**Material shown**
● ● ● ● ●

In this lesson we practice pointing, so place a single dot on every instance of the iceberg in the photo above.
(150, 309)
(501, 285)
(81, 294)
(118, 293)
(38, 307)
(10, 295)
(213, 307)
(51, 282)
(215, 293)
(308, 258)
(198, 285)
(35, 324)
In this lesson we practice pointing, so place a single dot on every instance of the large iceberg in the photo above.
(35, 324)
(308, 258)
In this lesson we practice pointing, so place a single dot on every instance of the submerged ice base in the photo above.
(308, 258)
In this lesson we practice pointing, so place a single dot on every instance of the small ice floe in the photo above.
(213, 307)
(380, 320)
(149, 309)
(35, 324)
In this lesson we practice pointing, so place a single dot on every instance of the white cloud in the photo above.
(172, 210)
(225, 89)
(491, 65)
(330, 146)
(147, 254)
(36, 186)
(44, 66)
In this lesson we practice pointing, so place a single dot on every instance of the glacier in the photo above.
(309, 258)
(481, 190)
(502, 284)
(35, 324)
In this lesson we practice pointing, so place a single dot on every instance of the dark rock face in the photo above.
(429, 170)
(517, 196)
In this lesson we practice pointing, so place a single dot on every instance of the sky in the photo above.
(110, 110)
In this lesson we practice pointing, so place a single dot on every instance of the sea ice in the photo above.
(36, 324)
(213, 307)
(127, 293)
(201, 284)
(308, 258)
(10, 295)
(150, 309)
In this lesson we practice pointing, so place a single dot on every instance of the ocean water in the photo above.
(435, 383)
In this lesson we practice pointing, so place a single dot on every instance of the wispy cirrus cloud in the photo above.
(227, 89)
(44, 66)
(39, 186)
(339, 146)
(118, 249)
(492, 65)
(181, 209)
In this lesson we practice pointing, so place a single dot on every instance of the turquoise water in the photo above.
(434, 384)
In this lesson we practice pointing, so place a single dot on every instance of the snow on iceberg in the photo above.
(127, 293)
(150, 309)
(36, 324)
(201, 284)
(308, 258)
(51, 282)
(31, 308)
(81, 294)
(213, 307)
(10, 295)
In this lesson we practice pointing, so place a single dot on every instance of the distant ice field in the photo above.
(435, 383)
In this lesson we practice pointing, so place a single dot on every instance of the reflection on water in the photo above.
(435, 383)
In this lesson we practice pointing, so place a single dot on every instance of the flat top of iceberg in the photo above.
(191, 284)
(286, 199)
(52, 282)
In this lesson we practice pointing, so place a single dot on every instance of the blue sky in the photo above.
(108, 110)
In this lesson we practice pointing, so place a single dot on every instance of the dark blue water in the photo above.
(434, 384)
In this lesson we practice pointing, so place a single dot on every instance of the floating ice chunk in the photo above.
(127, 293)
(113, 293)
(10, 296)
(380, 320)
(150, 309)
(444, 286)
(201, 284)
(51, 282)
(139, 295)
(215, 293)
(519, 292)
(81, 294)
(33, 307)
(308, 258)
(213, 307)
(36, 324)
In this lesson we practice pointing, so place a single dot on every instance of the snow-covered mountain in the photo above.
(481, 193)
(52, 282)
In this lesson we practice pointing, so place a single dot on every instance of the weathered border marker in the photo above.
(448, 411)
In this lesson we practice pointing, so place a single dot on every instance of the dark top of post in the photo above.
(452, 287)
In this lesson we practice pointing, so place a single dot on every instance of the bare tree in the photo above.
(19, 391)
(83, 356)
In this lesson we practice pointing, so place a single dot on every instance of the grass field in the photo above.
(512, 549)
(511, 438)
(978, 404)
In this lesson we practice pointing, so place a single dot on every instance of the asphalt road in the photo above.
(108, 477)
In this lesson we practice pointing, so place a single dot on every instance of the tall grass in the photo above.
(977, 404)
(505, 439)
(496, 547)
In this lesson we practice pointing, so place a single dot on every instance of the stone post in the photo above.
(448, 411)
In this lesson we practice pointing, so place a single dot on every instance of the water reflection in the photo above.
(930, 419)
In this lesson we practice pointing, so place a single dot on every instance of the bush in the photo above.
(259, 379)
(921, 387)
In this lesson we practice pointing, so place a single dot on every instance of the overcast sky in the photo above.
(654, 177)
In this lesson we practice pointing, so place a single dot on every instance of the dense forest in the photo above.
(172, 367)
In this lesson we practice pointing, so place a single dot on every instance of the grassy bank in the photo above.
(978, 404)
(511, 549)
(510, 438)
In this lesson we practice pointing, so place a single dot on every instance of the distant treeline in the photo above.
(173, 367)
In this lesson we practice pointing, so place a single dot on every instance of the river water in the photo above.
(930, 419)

● ● ● ● ●

**Task requirements**
Each entry above is to be repeated exactly as it appears.

**Solved problem**
In this lesson we practice pointing, so place a single dot on every instance of the iceberg in the photo above.
(150, 309)
(501, 285)
(81, 294)
(118, 293)
(38, 307)
(10, 295)
(213, 307)
(51, 282)
(215, 293)
(308, 258)
(198, 285)
(35, 324)
In this lesson we practice pointing, so place a single dot on every instance of the large iceberg in the photo above.
(35, 324)
(308, 258)
In this lesson we practice pointing, so place a single dot on every instance of the submerged ice base in the photo above.
(308, 258)
In this lesson we practice pointing, so place a single dot on every instance of the small ice floe in the photo above.
(213, 307)
(380, 320)
(149, 309)
(35, 324)
In this lesson we practice pointing, so place a single dot on every instance of the white cloud in the photo above.
(172, 210)
(225, 89)
(491, 65)
(330, 146)
(147, 254)
(36, 186)
(44, 66)
In this lesson we practice pointing, so place a single dot on every instance of the glacier in the photo above.
(309, 258)
(481, 190)
(502, 284)
(35, 324)
In this lesson we practice pointing, so place a single dot on every instance of the dark rock face in the photo above.
(429, 170)
(517, 196)
In this lesson we practice pointing, so place a single dot on every instance of the sky in the photo above.
(110, 110)
In this lesson we practice pointing, so place a single dot on every instance of the sea ice in the photo above.
(36, 324)
(213, 307)
(127, 293)
(201, 284)
(308, 258)
(10, 295)
(150, 309)
In this lesson we practice pointing, so place a single dot on every instance of the ocean water in the photo above.
(435, 383)
In this lesson we practice pointing, so place a single dot on every instance of the wispy cirrus cloud in the photo above.
(227, 89)
(44, 66)
(39, 186)
(339, 146)
(118, 249)
(492, 65)
(181, 209)
In this lesson we practice pointing, so place a single dot on every instance of the turquoise water in the photo above.
(434, 384)
In this lesson we practice pointing, so place a single dot on every instance of the snow on iceberg in the photo above.
(127, 293)
(150, 309)
(36, 324)
(201, 284)
(308, 258)
(51, 282)
(31, 308)
(81, 294)
(213, 307)
(10, 295)
In this lesson we practice pointing, so place a single dot on every instance of the distant ice field in the photo above.
(435, 383)
In this lesson we practice pointing, so place a single dot on every instance of the reflection on water in the photo above.
(435, 383)
In this lesson we practice pointing, so place a single dot on every instance of the flat top of iceberg in the photo above.
(191, 284)
(286, 199)
(52, 282)
In this lesson we practice pointing, so place a single dot on every instance of the blue sky in the photo above.
(108, 110)
In this lesson we practice pointing, so place a single dot on every instance of the dark blue water in the photo above.
(434, 384)
In this lesson we practice pointing, so place a single dot on every instance of the floating ice chunk in the photo above.
(127, 293)
(113, 293)
(10, 296)
(380, 320)
(150, 309)
(444, 286)
(201, 284)
(51, 282)
(139, 295)
(215, 293)
(519, 292)
(81, 294)
(33, 307)
(308, 258)
(213, 307)
(36, 324)
In this lesson we practice pointing, so place a single dot on every instance of the snow-covered mountain in the photo above.
(481, 193)
(52, 282)
In this lesson we practice pointing, so place a single dot on every instance of the weathered border marker in the photo above.
(448, 411)
In this lesson we practice pointing, so place a single dot on every instance of the dark top of post in the photo above.
(452, 287)
In this lesson we practice pointing, so place a single dot on every instance of the bare tree in the photo above.
(19, 391)
(83, 356)
In this lesson we practice pointing, so place a single dot on every instance of the grass field in the photo above.
(512, 549)
(511, 438)
(978, 404)
In this lesson we practice pointing, so place a single dot on every instance of the asphalt road in the photo above.
(108, 477)
In this lesson we practice pointing, so place a single dot on every instance of the tall grass in the photo above.
(977, 404)
(505, 439)
(496, 547)
In this lesson we practice pointing, so place a single dot on every instance of the stone post in the photo above.
(448, 411)
In this lesson we practice pointing, so place a single dot on every instance of the water reflection in the photo above.
(930, 419)
In this lesson we practice pointing, so place a single dot on every instance of the bush in the photo above.
(259, 379)
(921, 387)
In this lesson we practice pointing, so place a single dot on every instance of the overcast sky in the photo above.
(654, 177)
In this lesson we practice pointing, so place a single dot on every instance of the dense forest in the photo above.
(172, 367)
In this lesson we practice pointing, so place a single dot on every instance of the grassy bank in the photo above.
(978, 404)
(511, 549)
(510, 438)
In this lesson we practice pointing, so place a single dot on every instance of the distant treeline in the photo above.
(173, 367)
In this lesson we practice pointing, so place a single dot on every instance of the river water in the photo above.
(930, 419)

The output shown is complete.